Exercise instructions ::
- A) Decide whether each statement agrees with the Ballesteros report, answering yes or no and quoting the words of the report that settle it: (i) Ballesteros collapsed at Madrid airport; (ii) Ballesteros won the British Open four times; (iii) Ballesteros captained Europe to a Ryder Cup victory at Valderrama.
- B) Rewrite the passage of the Ballesteros report that begins at the words "Ballesteros, who collected" and stops after "in the brain.", putting "procedure" in place of "operation".

Text segment ::
Severiano Ballesteros continues to make "favourable" progress and will probably leave the intensive care unit next week, according to the hospital caring for the Spanish golf legend, who underwent three operations last month to treat a brain tumour.
"The neurological evolution of the patient Severiano Ballesteros remains favorable. He continues to receive rehabilitative treatment and will probably leave the intensive care unit next week," Madrid's La Paz Hospital said in a statement.
In a statement issued earlier this month, the hospital said the 51-year-old had regained consciousness and was able to able to talk to his famiy members.
Ballesteros, who collected 87 titles before knee and back problems forced him to retire last year, was taken to the hospital on October 6 after he collapsed and briefly lost consciousness at Madrid airport.
He announced he had a brain tumour on October 12 after first personally informing his ex-wife and their three teenaged children of the diagnosis.
Two days later, he underwent surgery to remove the tumour, and on October 16, he had a second operation to ease a build-up of fluid in the brain.
On October 24, Ballesteros underwent a third successful operation to ease swelling in his brain and remove the remains of a tumour.
Regarded as one of golf's all-time greats, Ballesteros won five majors.
He won the British Open in 1979, 1984 and 1988 and became the first European to win the Augusta Masters in 1980, an achievement he repeated in 1983.
Ballesteros was also an influential figure in the Ryder Cup, winning 20 points from 37 matches and captaining Europe to victory at Valderrama in 1997.

Raw data ::
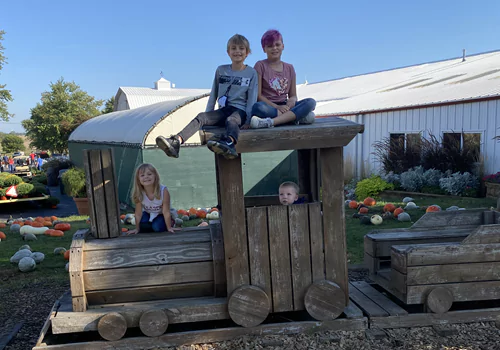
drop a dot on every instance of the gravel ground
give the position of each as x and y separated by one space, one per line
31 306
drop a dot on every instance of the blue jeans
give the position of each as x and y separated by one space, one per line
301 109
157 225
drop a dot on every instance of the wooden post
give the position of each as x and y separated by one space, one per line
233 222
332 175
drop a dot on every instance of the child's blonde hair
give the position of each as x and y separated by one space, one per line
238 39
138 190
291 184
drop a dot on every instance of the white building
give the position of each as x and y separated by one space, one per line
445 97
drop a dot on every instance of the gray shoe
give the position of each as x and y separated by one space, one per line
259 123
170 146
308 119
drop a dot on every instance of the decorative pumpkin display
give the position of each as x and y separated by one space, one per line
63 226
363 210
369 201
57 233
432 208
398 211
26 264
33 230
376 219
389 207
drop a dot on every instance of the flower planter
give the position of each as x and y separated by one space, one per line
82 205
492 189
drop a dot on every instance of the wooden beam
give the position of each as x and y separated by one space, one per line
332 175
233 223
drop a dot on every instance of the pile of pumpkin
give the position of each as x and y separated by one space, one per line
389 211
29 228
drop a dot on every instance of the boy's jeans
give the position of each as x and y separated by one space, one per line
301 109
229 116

--

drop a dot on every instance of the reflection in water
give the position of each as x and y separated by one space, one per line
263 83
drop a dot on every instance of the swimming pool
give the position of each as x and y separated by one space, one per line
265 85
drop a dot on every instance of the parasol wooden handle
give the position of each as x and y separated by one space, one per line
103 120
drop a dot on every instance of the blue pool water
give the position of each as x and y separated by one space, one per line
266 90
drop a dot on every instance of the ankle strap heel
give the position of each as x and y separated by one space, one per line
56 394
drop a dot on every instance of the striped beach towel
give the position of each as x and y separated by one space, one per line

Per-task answers ::
- A)
(i) Yes: "he collapsed and briefly lost consciousness at Madrid airport"
(ii) No: "He won the British Open in 1979, 1984 and 1988"
(iii) Yes: "captaining Europe to victory at Valderrama in 1997"

- B)
Ballesteros, who collected 87 titles before knee and back problems forced him to retire last year, was taken to the hospital on October 6 after he collapsed and briefly lost consciousness at Madrid airport.
He announced he had a brain tumour on October 12 after first personally informing his ex-wife and their three teenaged children of the diagnosis.
Two days later, he underwent surgery to remove the tumour, and on October 16, he had a second procedure to ease a build-up of fluid in the brain.